>> begin PROVIDED ENTRIES
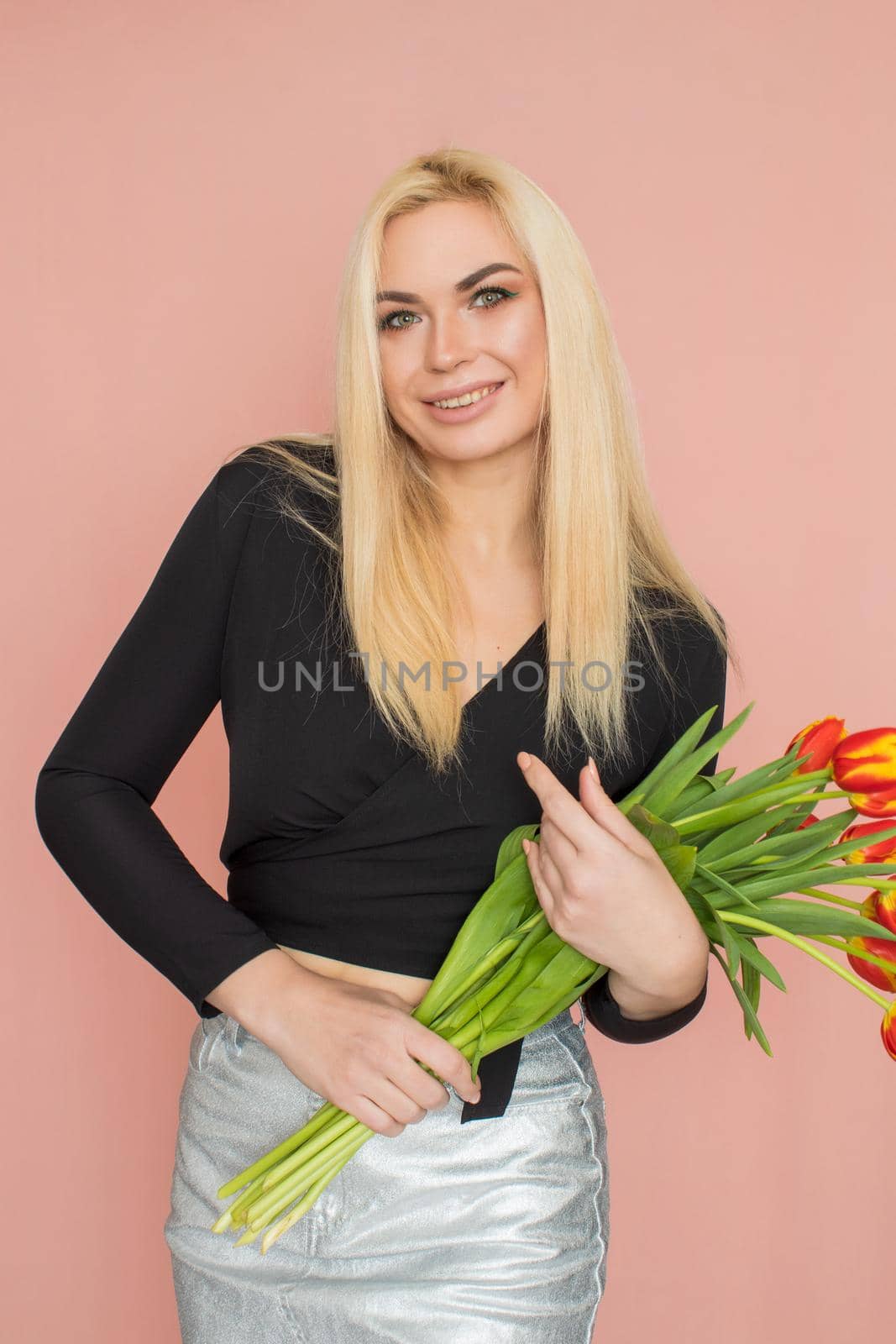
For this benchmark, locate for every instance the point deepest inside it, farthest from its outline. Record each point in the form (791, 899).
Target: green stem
>> end PROVIDED ENTRIES
>> begin PROVIDED ENTRIES
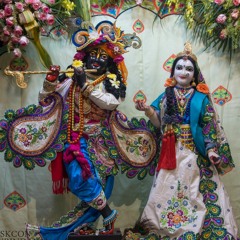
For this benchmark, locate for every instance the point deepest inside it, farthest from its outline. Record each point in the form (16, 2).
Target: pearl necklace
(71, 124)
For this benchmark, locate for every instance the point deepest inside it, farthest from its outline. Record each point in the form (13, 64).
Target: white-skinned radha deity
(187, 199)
>> end PROVIDED ENTRIES
[YOUR INSTRUCTIONS]: Could you write out everything from "form (791, 899)." down to "Target: green stem" again, swapping "green" for "yellow" and leaving every other word unchanged?

[COMPLETE OUTPUT]:
For this benchmark, locate for every instance the point deepest inside it, farthest from its outline. Record each point in the form (791, 899).
Target: yellow stem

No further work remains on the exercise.